### Short task 1
Count the lines in the records that contain the word "guardrail" and give only the number.

### Source text
========
Both studies are based on investment plans currently on the table all over the world, which will be realised once funding is complete. In order to compensate for the imminent shortage of fossil fuels and raw materials, and to meet climate objectives as outlined in the recent summit in Copenhagen, both countries and private companies have put the inevitable energy transition high on their agendas. Thus, the EU expressed the ambition to derive one-fifth of its energy from sustainable, renewable sources by 2020, Japan aims to reach its 50% target fast, and even the biggest consumers of energy, the USA and China, are now aware that increasing their share of renewable energy over time is inevitable.

> New plans
The result of this international awareness that parties around the world are currently accelerating their develop of plans to introduce the clean technologies that best fit the expected development of their energy needs and their geographical and geological conditions. In the Netherlands, for example, the coming years will see the construction of more biomass plants, an increase in the number of cogeneration (or CHP, combined heat and power) initiatives and the construction of more offshore wind farms. To achieve the EU's objectives in these areas, the Netherlands will have to make up lost ground. Just to increase the share of wind energy sufficiently, 1,300 new wind turbines must be placed off the Dutch coast over the next decade, each one measuring 90 metres or more. All in all, that requires an investment of €16 - 20 billion.
Elsewhere in the world, development will be just as swift. Sustainability leader Germany has plans ready for wind and solar parks costing €150 billion over the next three years, while the UK has just concluded a contract for the construction of offshore wind farms worth €900 billion. Meanwhile, the USA and Canada both announced recently that total investment in the construction of cleantech solutions would increase in their countries - by an expected €250 and €50 billion per year respectively. And these are just some of the plans.
As the world works in earnest on making this energy transition, the development for adequate transportation capacity is also increasing. At a recent seminar at the University of Leuven, ** this area was identified as the maritime segment with the greatest growth potential. In her introduction, Professor Cathy Macharis broadly outlined the cleantech haulage market. In the first place, there are the transportation needs of the global assembly market: the design and development of such wind turbines and solar panels largely takes place in Germany, Denmark and the USA, while almost two-thirds of production is done in China and (significantly less) in India. The finished products need to be delivered to destinations around the world, most of them in remote and ecologically sensitive areas (such as desert areas with guaranteed sunlight, or in certain wind polar regions). Moreover, these often lack the necessary infrastructure and parties must have the capacity to transport project loads of often different sizes.
========
### Short task 2
Rewrite everything from "Elsewhere in the" down to "of the plans." in the energy transition text, putting "rapid" in place of "swift".

[Data drawn from a collection]
========
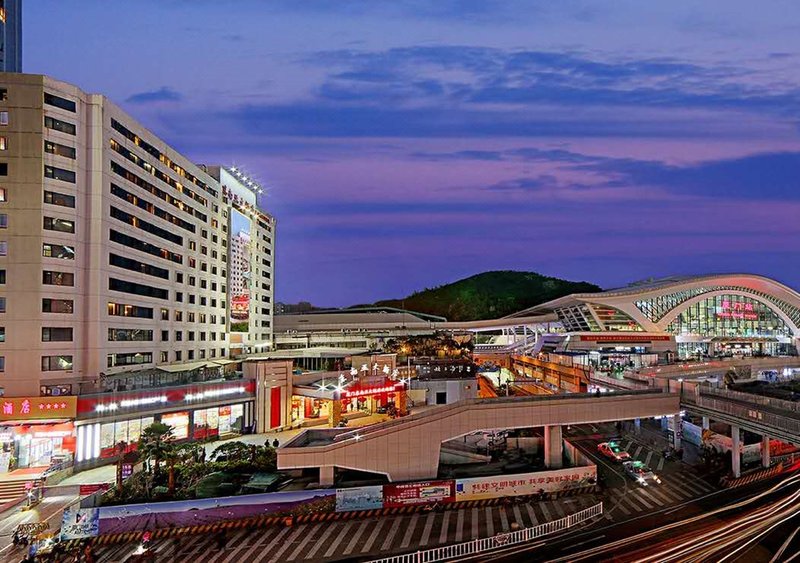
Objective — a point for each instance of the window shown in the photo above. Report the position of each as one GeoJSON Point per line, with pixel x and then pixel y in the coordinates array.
{"type": "Point", "coordinates": [63, 200]}
{"type": "Point", "coordinates": [59, 174]}
{"type": "Point", "coordinates": [58, 251]}
{"type": "Point", "coordinates": [146, 247]}
{"type": "Point", "coordinates": [56, 363]}
{"type": "Point", "coordinates": [59, 102]}
{"type": "Point", "coordinates": [54, 124]}
{"type": "Point", "coordinates": [129, 335]}
{"type": "Point", "coordinates": [50, 334]}
{"type": "Point", "coordinates": [58, 278]}
{"type": "Point", "coordinates": [59, 225]}
{"type": "Point", "coordinates": [59, 150]}
{"type": "Point", "coordinates": [137, 289]}
{"type": "Point", "coordinates": [122, 310]}
{"type": "Point", "coordinates": [129, 359]}
{"type": "Point", "coordinates": [145, 226]}
{"type": "Point", "coordinates": [57, 306]}
{"type": "Point", "coordinates": [136, 266]}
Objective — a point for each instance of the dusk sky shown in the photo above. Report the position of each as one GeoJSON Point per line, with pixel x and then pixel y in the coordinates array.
{"type": "Point", "coordinates": [410, 143]}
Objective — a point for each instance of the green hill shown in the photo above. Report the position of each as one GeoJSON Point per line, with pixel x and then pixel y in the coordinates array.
{"type": "Point", "coordinates": [489, 295]}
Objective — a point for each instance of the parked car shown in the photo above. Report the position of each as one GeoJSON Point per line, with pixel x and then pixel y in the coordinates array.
{"type": "Point", "coordinates": [640, 473]}
{"type": "Point", "coordinates": [613, 451]}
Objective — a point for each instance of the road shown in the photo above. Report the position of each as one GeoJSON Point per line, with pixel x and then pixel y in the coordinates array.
{"type": "Point", "coordinates": [49, 510]}
{"type": "Point", "coordinates": [750, 529]}
{"type": "Point", "coordinates": [365, 539]}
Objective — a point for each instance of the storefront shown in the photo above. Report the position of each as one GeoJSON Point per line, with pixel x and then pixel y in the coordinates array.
{"type": "Point", "coordinates": [321, 403]}
{"type": "Point", "coordinates": [111, 424]}
{"type": "Point", "coordinates": [36, 432]}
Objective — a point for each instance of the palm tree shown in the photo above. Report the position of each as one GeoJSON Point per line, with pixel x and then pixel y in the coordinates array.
{"type": "Point", "coordinates": [155, 443]}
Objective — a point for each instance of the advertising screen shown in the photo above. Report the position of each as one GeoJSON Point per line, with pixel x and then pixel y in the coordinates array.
{"type": "Point", "coordinates": [418, 493]}
{"type": "Point", "coordinates": [239, 272]}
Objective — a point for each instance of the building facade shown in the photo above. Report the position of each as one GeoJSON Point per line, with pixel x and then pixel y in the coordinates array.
{"type": "Point", "coordinates": [701, 316]}
{"type": "Point", "coordinates": [10, 35]}
{"type": "Point", "coordinates": [117, 255]}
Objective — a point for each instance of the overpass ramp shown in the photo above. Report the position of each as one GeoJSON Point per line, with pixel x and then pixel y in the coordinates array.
{"type": "Point", "coordinates": [408, 448]}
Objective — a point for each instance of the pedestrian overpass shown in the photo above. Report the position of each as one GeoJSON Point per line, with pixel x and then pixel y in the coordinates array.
{"type": "Point", "coordinates": [408, 448]}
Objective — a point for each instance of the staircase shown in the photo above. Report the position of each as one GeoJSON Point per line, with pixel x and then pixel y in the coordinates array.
{"type": "Point", "coordinates": [11, 490]}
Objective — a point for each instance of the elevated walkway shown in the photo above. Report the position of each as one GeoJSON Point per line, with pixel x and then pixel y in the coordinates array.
{"type": "Point", "coordinates": [409, 448]}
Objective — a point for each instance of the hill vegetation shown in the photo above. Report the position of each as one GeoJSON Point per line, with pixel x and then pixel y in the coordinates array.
{"type": "Point", "coordinates": [489, 295]}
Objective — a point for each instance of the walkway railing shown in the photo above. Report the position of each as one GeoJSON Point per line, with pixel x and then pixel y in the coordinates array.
{"type": "Point", "coordinates": [475, 547]}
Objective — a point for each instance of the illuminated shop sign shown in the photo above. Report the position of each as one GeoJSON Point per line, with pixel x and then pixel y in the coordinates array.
{"type": "Point", "coordinates": [737, 310]}
{"type": "Point", "coordinates": [213, 393]}
{"type": "Point", "coordinates": [372, 391]}
{"type": "Point", "coordinates": [37, 408]}
{"type": "Point", "coordinates": [132, 403]}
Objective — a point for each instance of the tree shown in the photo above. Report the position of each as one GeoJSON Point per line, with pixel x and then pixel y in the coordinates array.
{"type": "Point", "coordinates": [154, 444]}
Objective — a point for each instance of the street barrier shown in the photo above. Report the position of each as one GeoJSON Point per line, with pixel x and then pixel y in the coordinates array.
{"type": "Point", "coordinates": [482, 545]}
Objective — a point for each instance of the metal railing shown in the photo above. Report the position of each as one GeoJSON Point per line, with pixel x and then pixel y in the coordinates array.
{"type": "Point", "coordinates": [744, 412]}
{"type": "Point", "coordinates": [475, 547]}
{"type": "Point", "coordinates": [772, 402]}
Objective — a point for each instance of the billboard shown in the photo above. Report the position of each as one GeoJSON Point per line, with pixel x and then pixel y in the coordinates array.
{"type": "Point", "coordinates": [239, 272]}
{"type": "Point", "coordinates": [404, 494]}
{"type": "Point", "coordinates": [524, 484]}
{"type": "Point", "coordinates": [359, 498]}
{"type": "Point", "coordinates": [80, 523]}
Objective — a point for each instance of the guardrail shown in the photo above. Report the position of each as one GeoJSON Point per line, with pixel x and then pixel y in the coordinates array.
{"type": "Point", "coordinates": [751, 398]}
{"type": "Point", "coordinates": [475, 547]}
{"type": "Point", "coordinates": [752, 414]}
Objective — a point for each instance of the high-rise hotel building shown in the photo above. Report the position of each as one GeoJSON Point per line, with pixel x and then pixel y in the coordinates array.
{"type": "Point", "coordinates": [124, 268]}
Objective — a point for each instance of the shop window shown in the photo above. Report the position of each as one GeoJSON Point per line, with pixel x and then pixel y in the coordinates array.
{"type": "Point", "coordinates": [56, 363]}
{"type": "Point", "coordinates": [56, 334]}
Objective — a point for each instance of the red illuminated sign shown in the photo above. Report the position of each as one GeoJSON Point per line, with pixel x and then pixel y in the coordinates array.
{"type": "Point", "coordinates": [737, 310]}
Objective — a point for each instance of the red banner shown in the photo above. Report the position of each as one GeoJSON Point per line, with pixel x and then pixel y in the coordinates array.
{"type": "Point", "coordinates": [404, 494]}
{"type": "Point", "coordinates": [84, 490]}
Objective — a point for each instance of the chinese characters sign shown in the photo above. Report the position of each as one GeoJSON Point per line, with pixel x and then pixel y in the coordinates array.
{"type": "Point", "coordinates": [737, 310]}
{"type": "Point", "coordinates": [396, 495]}
{"type": "Point", "coordinates": [524, 484]}
{"type": "Point", "coordinates": [24, 408]}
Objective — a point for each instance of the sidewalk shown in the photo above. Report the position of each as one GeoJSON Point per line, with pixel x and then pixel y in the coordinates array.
{"type": "Point", "coordinates": [107, 473]}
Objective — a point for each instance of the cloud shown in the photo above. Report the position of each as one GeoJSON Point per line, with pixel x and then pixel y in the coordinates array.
{"type": "Point", "coordinates": [163, 94]}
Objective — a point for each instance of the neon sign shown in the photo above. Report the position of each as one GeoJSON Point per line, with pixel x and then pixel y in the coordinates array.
{"type": "Point", "coordinates": [737, 310]}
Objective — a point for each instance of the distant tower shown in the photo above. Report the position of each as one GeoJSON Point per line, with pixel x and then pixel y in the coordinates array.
{"type": "Point", "coordinates": [11, 35]}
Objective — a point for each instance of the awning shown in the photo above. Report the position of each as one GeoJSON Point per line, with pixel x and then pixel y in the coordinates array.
{"type": "Point", "coordinates": [223, 362]}
{"type": "Point", "coordinates": [189, 366]}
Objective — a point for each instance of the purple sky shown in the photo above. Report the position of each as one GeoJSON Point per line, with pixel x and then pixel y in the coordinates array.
{"type": "Point", "coordinates": [409, 143]}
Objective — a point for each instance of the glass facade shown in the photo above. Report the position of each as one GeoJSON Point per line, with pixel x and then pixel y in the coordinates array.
{"type": "Point", "coordinates": [729, 316]}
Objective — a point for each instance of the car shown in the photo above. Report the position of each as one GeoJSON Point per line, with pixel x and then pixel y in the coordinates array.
{"type": "Point", "coordinates": [640, 473]}
{"type": "Point", "coordinates": [614, 451]}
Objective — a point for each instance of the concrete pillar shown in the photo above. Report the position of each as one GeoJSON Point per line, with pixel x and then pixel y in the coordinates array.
{"type": "Point", "coordinates": [335, 413]}
{"type": "Point", "coordinates": [326, 473]}
{"type": "Point", "coordinates": [677, 431]}
{"type": "Point", "coordinates": [553, 447]}
{"type": "Point", "coordinates": [736, 456]}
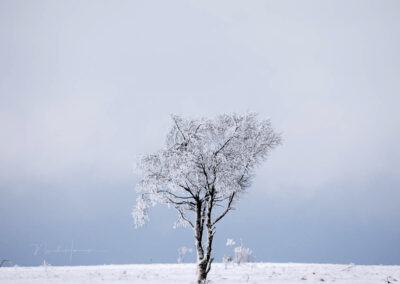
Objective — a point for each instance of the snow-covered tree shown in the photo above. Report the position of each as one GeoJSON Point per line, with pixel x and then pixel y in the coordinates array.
{"type": "Point", "coordinates": [205, 166]}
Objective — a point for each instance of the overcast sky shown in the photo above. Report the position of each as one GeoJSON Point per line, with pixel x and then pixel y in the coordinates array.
{"type": "Point", "coordinates": [88, 86]}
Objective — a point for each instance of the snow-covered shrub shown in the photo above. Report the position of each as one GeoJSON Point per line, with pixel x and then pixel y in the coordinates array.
{"type": "Point", "coordinates": [182, 251]}
{"type": "Point", "coordinates": [243, 255]}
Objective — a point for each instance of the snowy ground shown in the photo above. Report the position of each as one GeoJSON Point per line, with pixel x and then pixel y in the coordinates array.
{"type": "Point", "coordinates": [287, 273]}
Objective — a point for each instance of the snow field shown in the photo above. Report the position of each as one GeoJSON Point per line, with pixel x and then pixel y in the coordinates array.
{"type": "Point", "coordinates": [283, 273]}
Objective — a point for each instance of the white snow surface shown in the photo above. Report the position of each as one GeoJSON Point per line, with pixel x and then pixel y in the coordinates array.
{"type": "Point", "coordinates": [185, 273]}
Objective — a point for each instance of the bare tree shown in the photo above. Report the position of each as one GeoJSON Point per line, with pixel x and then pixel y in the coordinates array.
{"type": "Point", "coordinates": [204, 167]}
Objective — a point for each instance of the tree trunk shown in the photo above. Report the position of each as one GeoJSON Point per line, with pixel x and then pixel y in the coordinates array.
{"type": "Point", "coordinates": [204, 260]}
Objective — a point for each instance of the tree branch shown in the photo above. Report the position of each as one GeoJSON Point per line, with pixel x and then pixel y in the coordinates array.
{"type": "Point", "coordinates": [228, 208]}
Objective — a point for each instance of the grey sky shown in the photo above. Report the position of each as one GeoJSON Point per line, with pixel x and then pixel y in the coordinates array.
{"type": "Point", "coordinates": [87, 86]}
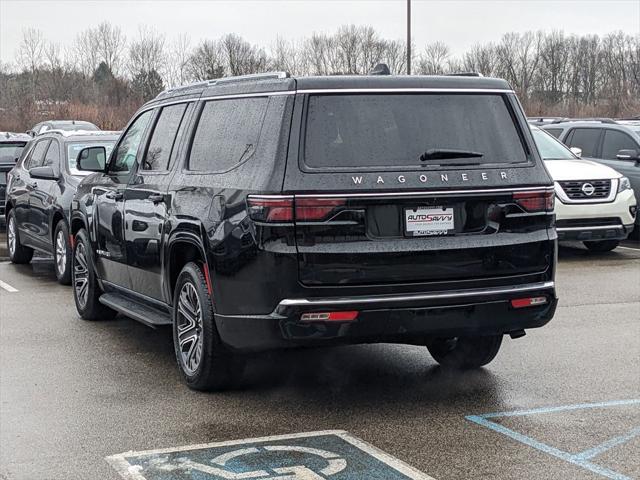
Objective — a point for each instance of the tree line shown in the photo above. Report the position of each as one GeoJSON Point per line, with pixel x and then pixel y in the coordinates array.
{"type": "Point", "coordinates": [104, 76]}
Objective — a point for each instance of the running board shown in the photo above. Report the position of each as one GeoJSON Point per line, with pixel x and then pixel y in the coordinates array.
{"type": "Point", "coordinates": [150, 316]}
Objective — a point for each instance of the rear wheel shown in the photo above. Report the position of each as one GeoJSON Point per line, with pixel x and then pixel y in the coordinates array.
{"type": "Point", "coordinates": [465, 352]}
{"type": "Point", "coordinates": [62, 253]}
{"type": "Point", "coordinates": [203, 361]}
{"type": "Point", "coordinates": [603, 246]}
{"type": "Point", "coordinates": [86, 291]}
{"type": "Point", "coordinates": [17, 252]}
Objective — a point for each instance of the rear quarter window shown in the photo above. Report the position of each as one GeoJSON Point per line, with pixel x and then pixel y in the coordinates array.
{"type": "Point", "coordinates": [391, 131]}
{"type": "Point", "coordinates": [227, 134]}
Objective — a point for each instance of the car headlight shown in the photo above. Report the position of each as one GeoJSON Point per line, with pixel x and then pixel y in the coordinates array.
{"type": "Point", "coordinates": [623, 184]}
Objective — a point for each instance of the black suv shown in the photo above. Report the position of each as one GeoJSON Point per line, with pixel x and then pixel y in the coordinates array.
{"type": "Point", "coordinates": [39, 193]}
{"type": "Point", "coordinates": [267, 212]}
{"type": "Point", "coordinates": [11, 146]}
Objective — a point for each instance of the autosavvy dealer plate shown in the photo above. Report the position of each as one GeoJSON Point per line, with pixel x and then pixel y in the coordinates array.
{"type": "Point", "coordinates": [428, 221]}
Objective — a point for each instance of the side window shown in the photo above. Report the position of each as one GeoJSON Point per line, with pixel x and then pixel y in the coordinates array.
{"type": "Point", "coordinates": [586, 139]}
{"type": "Point", "coordinates": [614, 141]}
{"type": "Point", "coordinates": [37, 154]}
{"type": "Point", "coordinates": [52, 158]}
{"type": "Point", "coordinates": [163, 138]}
{"type": "Point", "coordinates": [227, 133]}
{"type": "Point", "coordinates": [127, 151]}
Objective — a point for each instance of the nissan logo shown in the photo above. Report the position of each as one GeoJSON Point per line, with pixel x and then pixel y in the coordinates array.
{"type": "Point", "coordinates": [588, 189]}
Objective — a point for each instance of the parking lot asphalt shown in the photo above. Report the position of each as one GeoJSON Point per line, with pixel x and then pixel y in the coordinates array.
{"type": "Point", "coordinates": [74, 392]}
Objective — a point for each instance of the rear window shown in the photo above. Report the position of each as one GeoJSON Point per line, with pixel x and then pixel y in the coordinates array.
{"type": "Point", "coordinates": [364, 131]}
{"type": "Point", "coordinates": [10, 151]}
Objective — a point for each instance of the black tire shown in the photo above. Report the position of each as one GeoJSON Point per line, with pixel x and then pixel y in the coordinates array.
{"type": "Point", "coordinates": [18, 253]}
{"type": "Point", "coordinates": [86, 291]}
{"type": "Point", "coordinates": [465, 352]}
{"type": "Point", "coordinates": [603, 246]}
{"type": "Point", "coordinates": [202, 359]}
{"type": "Point", "coordinates": [62, 253]}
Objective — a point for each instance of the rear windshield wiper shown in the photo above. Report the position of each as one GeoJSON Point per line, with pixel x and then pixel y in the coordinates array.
{"type": "Point", "coordinates": [448, 153]}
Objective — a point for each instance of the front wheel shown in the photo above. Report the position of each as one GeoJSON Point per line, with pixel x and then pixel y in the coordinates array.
{"type": "Point", "coordinates": [465, 352]}
{"type": "Point", "coordinates": [603, 246]}
{"type": "Point", "coordinates": [86, 291]}
{"type": "Point", "coordinates": [62, 253]}
{"type": "Point", "coordinates": [203, 361]}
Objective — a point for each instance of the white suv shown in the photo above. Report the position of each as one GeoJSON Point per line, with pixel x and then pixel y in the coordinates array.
{"type": "Point", "coordinates": [595, 204]}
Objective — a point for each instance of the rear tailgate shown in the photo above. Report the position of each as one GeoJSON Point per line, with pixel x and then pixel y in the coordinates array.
{"type": "Point", "coordinates": [370, 209]}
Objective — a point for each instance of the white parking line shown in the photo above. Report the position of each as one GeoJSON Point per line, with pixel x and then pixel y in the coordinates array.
{"type": "Point", "coordinates": [7, 287]}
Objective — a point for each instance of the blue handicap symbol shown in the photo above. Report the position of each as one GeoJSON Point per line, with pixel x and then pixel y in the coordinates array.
{"type": "Point", "coordinates": [582, 459]}
{"type": "Point", "coordinates": [330, 455]}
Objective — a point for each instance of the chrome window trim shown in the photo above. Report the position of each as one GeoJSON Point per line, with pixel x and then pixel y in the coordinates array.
{"type": "Point", "coordinates": [405, 90]}
{"type": "Point", "coordinates": [560, 193]}
{"type": "Point", "coordinates": [452, 294]}
{"type": "Point", "coordinates": [439, 193]}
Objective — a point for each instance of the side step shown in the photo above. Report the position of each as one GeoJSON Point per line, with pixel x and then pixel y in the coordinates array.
{"type": "Point", "coordinates": [150, 316]}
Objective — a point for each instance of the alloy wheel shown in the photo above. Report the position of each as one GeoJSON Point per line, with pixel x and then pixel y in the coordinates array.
{"type": "Point", "coordinates": [61, 253]}
{"type": "Point", "coordinates": [81, 275]}
{"type": "Point", "coordinates": [189, 323]}
{"type": "Point", "coordinates": [11, 236]}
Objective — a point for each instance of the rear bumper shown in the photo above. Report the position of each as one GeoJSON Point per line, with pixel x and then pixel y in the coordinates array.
{"type": "Point", "coordinates": [390, 318]}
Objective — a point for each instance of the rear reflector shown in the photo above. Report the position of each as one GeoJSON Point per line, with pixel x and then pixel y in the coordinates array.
{"type": "Point", "coordinates": [528, 302]}
{"type": "Point", "coordinates": [540, 201]}
{"type": "Point", "coordinates": [329, 316]}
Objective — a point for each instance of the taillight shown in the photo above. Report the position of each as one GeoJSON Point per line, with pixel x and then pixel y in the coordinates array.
{"type": "Point", "coordinates": [347, 316]}
{"type": "Point", "coordinates": [280, 208]}
{"type": "Point", "coordinates": [537, 201]}
{"type": "Point", "coordinates": [309, 209]}
{"type": "Point", "coordinates": [270, 208]}
{"type": "Point", "coordinates": [528, 302]}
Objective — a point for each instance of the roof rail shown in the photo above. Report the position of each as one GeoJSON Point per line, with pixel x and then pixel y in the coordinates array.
{"type": "Point", "coordinates": [250, 77]}
{"type": "Point", "coordinates": [464, 74]}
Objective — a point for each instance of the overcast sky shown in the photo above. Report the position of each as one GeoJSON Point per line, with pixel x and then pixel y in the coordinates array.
{"type": "Point", "coordinates": [459, 23]}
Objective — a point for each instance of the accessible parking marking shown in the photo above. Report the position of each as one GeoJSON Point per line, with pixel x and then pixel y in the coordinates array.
{"type": "Point", "coordinates": [581, 459]}
{"type": "Point", "coordinates": [332, 455]}
{"type": "Point", "coordinates": [7, 287]}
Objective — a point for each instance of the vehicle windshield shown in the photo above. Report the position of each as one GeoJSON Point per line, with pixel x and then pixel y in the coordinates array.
{"type": "Point", "coordinates": [549, 147]}
{"type": "Point", "coordinates": [10, 151]}
{"type": "Point", "coordinates": [73, 149]}
{"type": "Point", "coordinates": [391, 131]}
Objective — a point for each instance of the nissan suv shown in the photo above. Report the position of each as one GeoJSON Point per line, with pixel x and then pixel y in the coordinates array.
{"type": "Point", "coordinates": [265, 212]}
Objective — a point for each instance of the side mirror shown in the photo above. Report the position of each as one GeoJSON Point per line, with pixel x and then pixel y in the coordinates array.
{"type": "Point", "coordinates": [628, 155]}
{"type": "Point", "coordinates": [43, 173]}
{"type": "Point", "coordinates": [92, 159]}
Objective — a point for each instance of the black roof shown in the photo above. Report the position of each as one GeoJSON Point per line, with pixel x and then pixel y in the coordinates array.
{"type": "Point", "coordinates": [275, 82]}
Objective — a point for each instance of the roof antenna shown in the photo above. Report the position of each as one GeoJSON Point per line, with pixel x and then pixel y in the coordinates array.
{"type": "Point", "coordinates": [380, 69]}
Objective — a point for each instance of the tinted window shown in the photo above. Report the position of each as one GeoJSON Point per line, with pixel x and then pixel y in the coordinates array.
{"type": "Point", "coordinates": [549, 147]}
{"type": "Point", "coordinates": [10, 151]}
{"type": "Point", "coordinates": [586, 139]}
{"type": "Point", "coordinates": [614, 141]}
{"type": "Point", "coordinates": [352, 131]}
{"type": "Point", "coordinates": [554, 131]}
{"type": "Point", "coordinates": [52, 158]}
{"type": "Point", "coordinates": [227, 133]}
{"type": "Point", "coordinates": [128, 147]}
{"type": "Point", "coordinates": [37, 154]}
{"type": "Point", "coordinates": [163, 138]}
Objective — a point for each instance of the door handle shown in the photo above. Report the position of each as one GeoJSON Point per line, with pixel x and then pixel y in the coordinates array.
{"type": "Point", "coordinates": [156, 197]}
{"type": "Point", "coordinates": [114, 195]}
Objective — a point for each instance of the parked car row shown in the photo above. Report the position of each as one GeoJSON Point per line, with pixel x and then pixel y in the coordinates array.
{"type": "Point", "coordinates": [615, 143]}
{"type": "Point", "coordinates": [266, 211]}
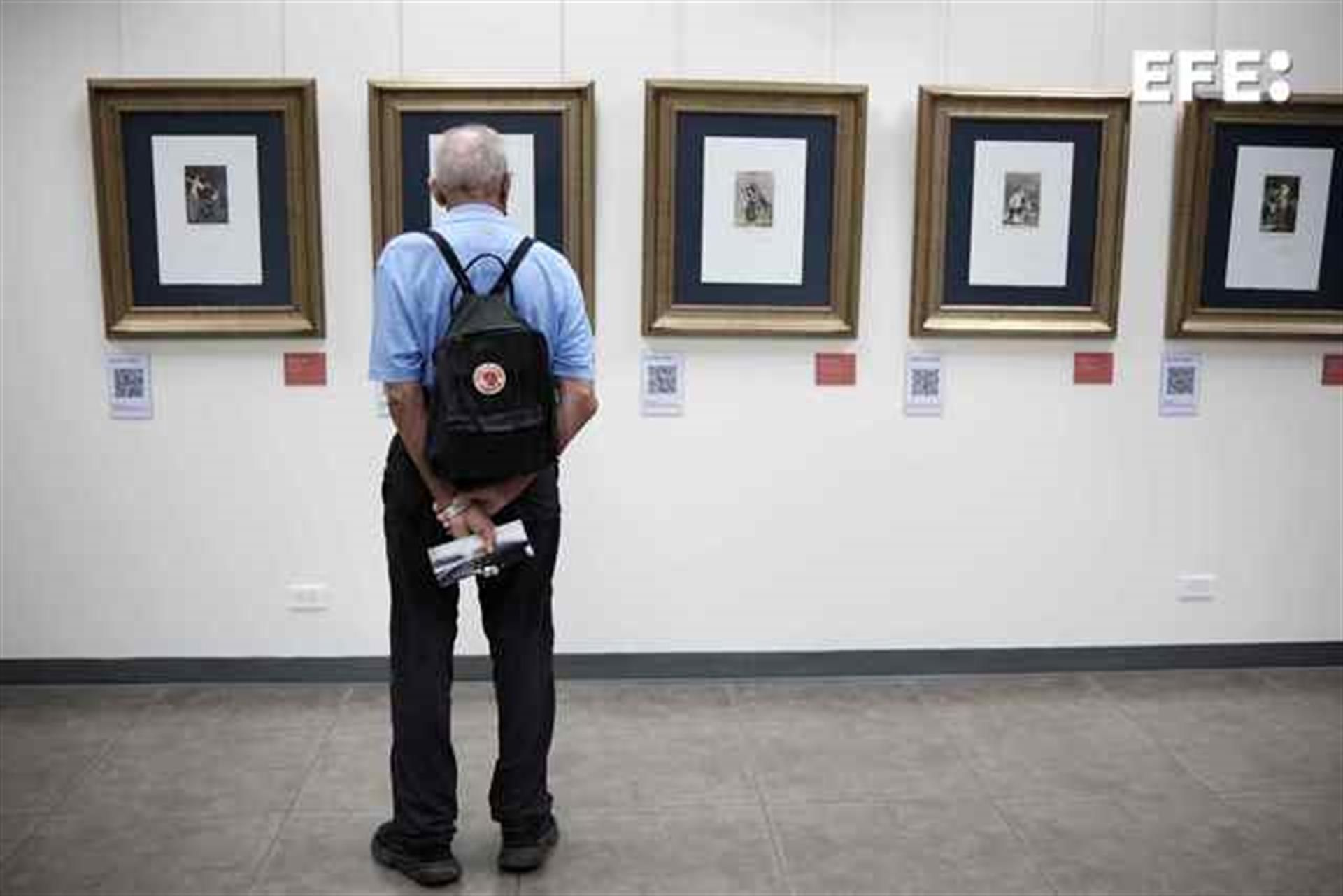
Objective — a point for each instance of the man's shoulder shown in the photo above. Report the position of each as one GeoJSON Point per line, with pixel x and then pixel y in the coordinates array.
========
### Correct answer 1
1

### Correct answer 2
Elsewhere in the world, development will be just as rapid. Sustainability leader Germany has plans ready for wind and solar parks costing €150 billion over the next three years, while the UK has just concluded a contract for the construction of offshore wind farms worth €900 billion. Meanwhile, the USA and Canada both announced recently that total investment in the construction of cleantech solutions would increase in their countries - by an expected €250 and €50 billion per year respectively. And these are just some of the plans.